• Entries taken from a collection:
== Segment start ==
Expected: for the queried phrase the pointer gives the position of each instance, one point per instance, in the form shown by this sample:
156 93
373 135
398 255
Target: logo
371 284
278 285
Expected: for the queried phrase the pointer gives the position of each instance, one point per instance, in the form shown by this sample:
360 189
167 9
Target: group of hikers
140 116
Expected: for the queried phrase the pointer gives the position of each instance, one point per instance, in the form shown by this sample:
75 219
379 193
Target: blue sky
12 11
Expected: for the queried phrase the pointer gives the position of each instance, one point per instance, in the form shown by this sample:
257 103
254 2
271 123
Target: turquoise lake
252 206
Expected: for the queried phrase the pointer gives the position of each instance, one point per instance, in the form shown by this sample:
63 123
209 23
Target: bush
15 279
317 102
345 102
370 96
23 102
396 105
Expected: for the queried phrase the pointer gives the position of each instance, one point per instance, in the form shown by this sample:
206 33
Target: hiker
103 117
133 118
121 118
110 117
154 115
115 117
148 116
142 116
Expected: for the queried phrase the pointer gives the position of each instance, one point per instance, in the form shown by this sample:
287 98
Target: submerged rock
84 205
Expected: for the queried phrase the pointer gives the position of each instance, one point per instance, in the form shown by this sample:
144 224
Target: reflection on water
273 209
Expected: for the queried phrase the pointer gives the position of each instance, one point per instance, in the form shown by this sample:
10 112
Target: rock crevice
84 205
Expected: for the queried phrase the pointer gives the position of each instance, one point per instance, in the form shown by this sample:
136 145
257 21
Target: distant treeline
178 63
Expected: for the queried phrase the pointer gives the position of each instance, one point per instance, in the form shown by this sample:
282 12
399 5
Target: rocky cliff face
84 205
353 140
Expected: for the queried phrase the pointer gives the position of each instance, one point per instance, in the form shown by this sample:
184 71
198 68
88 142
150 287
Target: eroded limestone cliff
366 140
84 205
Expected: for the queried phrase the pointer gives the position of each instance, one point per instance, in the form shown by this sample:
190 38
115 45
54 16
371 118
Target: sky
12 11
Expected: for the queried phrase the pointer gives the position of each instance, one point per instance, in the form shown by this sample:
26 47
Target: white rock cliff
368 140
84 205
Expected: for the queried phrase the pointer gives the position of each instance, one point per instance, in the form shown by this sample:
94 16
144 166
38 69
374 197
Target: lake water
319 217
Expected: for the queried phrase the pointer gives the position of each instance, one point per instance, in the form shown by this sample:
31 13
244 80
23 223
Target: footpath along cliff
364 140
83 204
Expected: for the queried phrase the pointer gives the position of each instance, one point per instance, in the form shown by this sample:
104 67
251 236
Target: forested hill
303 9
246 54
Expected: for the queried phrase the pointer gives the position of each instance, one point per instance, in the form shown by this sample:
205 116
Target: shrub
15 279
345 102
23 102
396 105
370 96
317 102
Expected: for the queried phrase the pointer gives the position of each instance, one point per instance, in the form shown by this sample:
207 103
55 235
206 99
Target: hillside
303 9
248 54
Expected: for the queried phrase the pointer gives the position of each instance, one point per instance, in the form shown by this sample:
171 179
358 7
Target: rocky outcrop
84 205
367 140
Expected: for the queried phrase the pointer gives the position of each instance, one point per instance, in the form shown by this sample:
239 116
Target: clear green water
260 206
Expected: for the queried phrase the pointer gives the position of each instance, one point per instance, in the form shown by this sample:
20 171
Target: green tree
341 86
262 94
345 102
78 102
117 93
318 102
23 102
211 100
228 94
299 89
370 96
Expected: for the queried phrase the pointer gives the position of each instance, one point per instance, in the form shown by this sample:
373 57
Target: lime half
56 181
== Segment end ==
• Required work: Would you please transcribe all of the entries above exactly?

• Written answer:
Expected: for the queried phrase the pointer gives the position of each instance, one point per instance, in the form shown by this sample:
156 93
373 135
398 255
Target: logo
371 284
278 285
Expected: for the queried phrase the pointer gives the position of each instance, one point per instance, in the form shown by this sample:
360 189
167 9
Target: group of hikers
140 116
Expected: for the queried phrase the pointer gives the position of each instance, one point per instance, in the form shown by this sample:
75 219
379 193
Target: blue sky
12 11
Expected: for the queried phrase the pointer gives the position of each instance, one point per instance, in the form shown by this sample:
257 103
254 2
271 123
Target: turquoise lake
252 206
Expected: for the queried phrase the pointer gives the position of each instance, one point per instance, in the form shown by this sample:
63 123
209 23
Target: bush
15 279
317 102
345 102
370 96
23 102
396 105
Expected: for the queried phrase the pointer gives the position of each instance, one point per instance, in the form shown by this sample:
206 33
Target: hiker
103 117
133 118
121 118
110 117
154 115
115 117
148 116
142 116
Expected: for the queried phrase the pointer gives the position of each instance, one point per instance, in the form shown by this sample:
287 98
Target: submerged rock
84 205
Expected: for the queried phrase the pointer gives the position of each instance, one point per instance, in the form shown by this sample:
144 224
Target: reflection on water
273 209
Expected: for the queried phrase the pointer gives the position of each instance, one point per instance, in the form shown by this sample:
10 112
Target: rock crevice
84 205
Expected: for the queried phrase the pointer gives the position of each instance, one point per instance, in the form shown by this sample:
136 145
257 21
Target: distant treeline
178 63
Expected: for the queried phrase the pointer gives the position of each instance, one point per instance, in the form shown by this sample:
282 12
399 5
Target: rocky cliff face
84 205
353 140
Expected: for the queried phrase the pointer gives the position of each instance, one point per instance, in the form shown by this sample:
184 71
198 68
88 142
150 287
Target: eroded limestone cliff
366 140
84 205
Expected: for the queried phrase the pointer gives the position of each instance, one point per instance, in the form shown by this sample:
190 38
115 45
54 16
371 118
Target: sky
12 11
Expected: for the queried phrase the pointer gives the position of each instance, one point per instance, in the form shown by this sample:
26 47
Target: white rock cliff
368 140
84 205
Expected: for the queried phrase the pointer gives the position of each instance, one point per instance, in the form shown by this sample:
94 16
144 166
38 69
374 197
Target: lake water
319 217
Expected: for the queried phrase the pointer gives the position of each instance, one point per instance, in the form shown by this sample:
31 13
244 80
23 223
Target: footpath along cliff
364 140
83 204
Expected: for the queried phrase the pointer gives the position of each instance, one point per instance, in the form shown by this sample:
104 67
251 236
Target: forested hill
303 9
246 54
Expected: for the queried phrase the pointer gives the position of each instance, one point per instance, in the form shown by this sample:
205 116
Target: shrub
15 279
345 102
23 102
396 105
370 96
317 102
Expected: for the queried phrase the pointer gives the position of each instance, one point per instance, in the form shown by this sample:
207 103
55 235
206 99
Target: hillside
303 9
248 54
Expected: for the queried phrase the pointer gives the position of each instance, one point per instance, in the form shown by this sample:
171 179
358 7
Target: rocky outcrop
84 205
367 140
Expected: for the queried phrase the pointer gives the position of each instance, one point per instance, in the form shown by this sample:
239 116
Target: clear green water
260 206
Expected: for the queried phrase the pointer gives the position of each instance, one point per instance, in the form shown by this sample:
20 171
Target: green tree
341 86
262 94
345 102
78 102
117 93
318 102
23 102
211 100
228 94
299 89
370 96
Expected: for the queried phrase the pointer gives the position of each instance, one point per instance, in the form shown by this sample:
373 57
Target: lime half
56 181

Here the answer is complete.